_WHAT NEEDS TO BE DONE:_ Could you format the listing below as a JSON list of strings, one string per line, with blank lines left out?

_GIVEN DATA:_

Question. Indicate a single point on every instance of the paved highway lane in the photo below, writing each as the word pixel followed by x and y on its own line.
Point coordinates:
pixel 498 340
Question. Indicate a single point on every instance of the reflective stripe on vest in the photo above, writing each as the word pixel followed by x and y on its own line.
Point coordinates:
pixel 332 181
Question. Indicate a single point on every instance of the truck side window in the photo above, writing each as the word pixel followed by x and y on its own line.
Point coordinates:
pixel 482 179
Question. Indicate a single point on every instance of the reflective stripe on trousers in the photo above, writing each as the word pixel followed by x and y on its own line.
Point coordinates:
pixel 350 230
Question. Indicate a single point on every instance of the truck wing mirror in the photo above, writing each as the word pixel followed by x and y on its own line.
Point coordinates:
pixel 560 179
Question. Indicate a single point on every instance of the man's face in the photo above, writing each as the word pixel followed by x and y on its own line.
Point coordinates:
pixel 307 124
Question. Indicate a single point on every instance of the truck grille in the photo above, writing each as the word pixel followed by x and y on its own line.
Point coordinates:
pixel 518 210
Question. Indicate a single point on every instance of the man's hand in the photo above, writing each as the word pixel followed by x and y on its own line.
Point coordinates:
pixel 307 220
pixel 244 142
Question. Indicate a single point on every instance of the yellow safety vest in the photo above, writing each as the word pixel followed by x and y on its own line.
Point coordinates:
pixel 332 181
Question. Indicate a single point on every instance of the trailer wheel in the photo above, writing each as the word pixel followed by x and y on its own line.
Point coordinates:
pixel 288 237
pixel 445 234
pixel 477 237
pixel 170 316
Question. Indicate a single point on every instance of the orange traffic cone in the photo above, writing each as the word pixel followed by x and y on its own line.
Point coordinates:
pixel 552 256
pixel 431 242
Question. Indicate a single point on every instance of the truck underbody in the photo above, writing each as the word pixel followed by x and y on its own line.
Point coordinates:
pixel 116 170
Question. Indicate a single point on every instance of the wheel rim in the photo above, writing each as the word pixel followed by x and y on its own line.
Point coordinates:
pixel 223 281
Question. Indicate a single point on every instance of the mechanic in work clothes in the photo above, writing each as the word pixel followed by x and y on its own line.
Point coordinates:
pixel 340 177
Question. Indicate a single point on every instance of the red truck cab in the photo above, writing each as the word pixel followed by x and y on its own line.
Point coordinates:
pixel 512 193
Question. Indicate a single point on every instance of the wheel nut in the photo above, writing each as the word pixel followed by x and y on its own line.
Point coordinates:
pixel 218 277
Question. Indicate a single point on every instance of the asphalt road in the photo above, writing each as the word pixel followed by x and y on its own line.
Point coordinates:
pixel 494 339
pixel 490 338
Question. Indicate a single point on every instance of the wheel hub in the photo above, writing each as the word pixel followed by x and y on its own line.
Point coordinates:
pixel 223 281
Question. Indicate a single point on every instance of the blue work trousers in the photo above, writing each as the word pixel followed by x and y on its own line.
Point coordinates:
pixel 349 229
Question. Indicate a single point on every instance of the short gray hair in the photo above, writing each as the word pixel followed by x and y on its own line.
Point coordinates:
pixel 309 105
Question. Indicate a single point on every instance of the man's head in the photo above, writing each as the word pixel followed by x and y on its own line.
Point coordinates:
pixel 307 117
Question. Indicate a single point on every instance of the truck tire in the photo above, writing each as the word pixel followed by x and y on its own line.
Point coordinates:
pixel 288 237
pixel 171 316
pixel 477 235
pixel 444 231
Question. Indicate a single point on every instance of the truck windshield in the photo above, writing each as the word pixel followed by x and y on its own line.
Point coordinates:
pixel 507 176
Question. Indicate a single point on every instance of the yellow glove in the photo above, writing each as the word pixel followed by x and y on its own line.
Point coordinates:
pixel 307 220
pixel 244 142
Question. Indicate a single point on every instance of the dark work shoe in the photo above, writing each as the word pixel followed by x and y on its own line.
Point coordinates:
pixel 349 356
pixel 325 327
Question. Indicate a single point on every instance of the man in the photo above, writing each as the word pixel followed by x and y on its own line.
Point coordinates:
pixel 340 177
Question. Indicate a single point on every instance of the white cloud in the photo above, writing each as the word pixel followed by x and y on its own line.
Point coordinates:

_EXERCISE SOLUTION:_
[
  "Question. Indicate a single point on every instance of the paved highway lane in the photo below, writing each as the word pixel followed by x and y on its own line.",
  "Point coordinates:",
  "pixel 498 340",
  "Question. Indicate a single point on every instance of the reflective stripe on vest in the photo above, writing each as the word pixel followed by x and y on its own line.",
  "Point coordinates:",
  "pixel 332 181",
  "Question. Indicate a single point on every instance of the truck side window in the photo above, writing each as the word pixel followed by x and y on its own line.",
  "Point coordinates:",
  "pixel 482 179",
  "Question. Indicate a single point on every instance of the reflective stripe on trousers in the photo above, writing each as the word pixel followed by x and y on its own line.",
  "Point coordinates:",
  "pixel 350 230",
  "Question. Indicate a single point on every instance of the truck wing mirror in the photo above, writing each as the word pixel followed by x and y on its own line.",
  "Point coordinates:",
  "pixel 560 179",
  "Question. Indicate a single point on every instance of the man's face in the photo above, writing each as the word pixel followed by x and y on its own line.",
  "Point coordinates:",
  "pixel 307 124",
  "Question. Indicate a single point on every instance of the truck grille in the photo above, writing each as the word pixel followed by x and y on its own line.",
  "Point coordinates:",
  "pixel 518 210",
  "Question. Indicate a single point on every instance of the man's hand in the photo above, writing each as the word pixel followed by x and y on its own line.",
  "Point coordinates:",
  "pixel 307 220",
  "pixel 244 142",
  "Question. Indicate a single point on every instance of the yellow safety vest in the photo above, writing each as the word pixel followed by x and y on its own line.",
  "Point coordinates:",
  "pixel 332 181",
  "Question. Indicate a single point on every instance of the trailer wheel in the photo above, writing each as the word pixel followed by x and y on its own line.",
  "Point coordinates:",
  "pixel 288 237",
  "pixel 445 234",
  "pixel 477 237",
  "pixel 170 316",
  "Question. Indicate a single point on every instance of the orange traffic cone in the photo above, writing each as the word pixel followed by x and y on its own line.",
  "Point coordinates:",
  "pixel 552 256",
  "pixel 431 242",
  "Question. Indicate a single point on every instance of the truck underbody in the photo above, writing each as the word pixel followed by x and y on its own line.",
  "Point coordinates:",
  "pixel 116 170",
  "Question. Indicate a single point on every instance of the wheel rim in the photo above, writing each as the word pixel followed by x and y on its own line.",
  "Point coordinates:",
  "pixel 223 281",
  "Question. Indicate a single point on every instance of the mechanic in work clothes in the photo above, writing each as the word pixel followed by x and y on its own line.",
  "Point coordinates:",
  "pixel 340 177",
  "Question. Indicate a single point on every instance of the red truck cab in the photo above, writing each as the word pixel followed by x and y on its own line.",
  "Point coordinates:",
  "pixel 512 193",
  "Question. Indicate a single point on every instance of the wheel nut in the photo above, writing each as the word pixel followed by x and y on its own line.",
  "Point coordinates:",
  "pixel 218 277",
  "Question. Indicate a single point on every instance of the asphalt road in the photo above, writing each as the word pixel followed by x and y on its own line.",
  "Point coordinates:",
  "pixel 494 339",
  "pixel 490 338",
  "Question. Indicate a single point on every instance of the wheel hub in the photo above, writing each as the word pixel followed by x and y on its own line.",
  "Point coordinates:",
  "pixel 223 281",
  "Question. Indicate a single point on every instance of the blue work trousers in the photo above, writing each as the word pixel followed by x and y on its own line.",
  "Point coordinates:",
  "pixel 349 229",
  "Question. Indicate a single point on every instance of the short gray hair in the photo above, writing each as the word pixel followed by x and y on its own line.",
  "Point coordinates:",
  "pixel 309 105",
  "Question. Indicate a single point on every instance of the man's head in the photo above, writing each as the word pixel followed by x and y on its own line.",
  "Point coordinates:",
  "pixel 307 117",
  "Question. Indicate a single point on every instance of the truck tire in the photo above, writing each as the word pixel followed by x and y on its own line.",
  "Point coordinates:",
  "pixel 288 237",
  "pixel 171 316",
  "pixel 477 235",
  "pixel 444 231",
  "Question. Indicate a single point on every instance of the truck windshield in the photo above, writing each as the word pixel followed by x and y on its own line.",
  "Point coordinates:",
  "pixel 507 176",
  "Question. Indicate a single point on every instance of the yellow glove in the photo above, writing each as the word pixel followed by x and y on its own line.",
  "Point coordinates:",
  "pixel 307 220",
  "pixel 244 142",
  "Question. Indicate a single point on every instance of the dark work shoe in the photo above, writing each as the word pixel followed by x and y on its own line.",
  "Point coordinates:",
  "pixel 349 356",
  "pixel 325 327",
  "Question. Indicate a single point on every instance of the man in the photo above, writing each as the word pixel followed by x and y on its own line.",
  "Point coordinates:",
  "pixel 340 177",
  "Question. Indicate a single point on every instance of the white cloud in the photo above, writing each as the word pixel followed by x and y on its own line.",
  "Point coordinates:"
]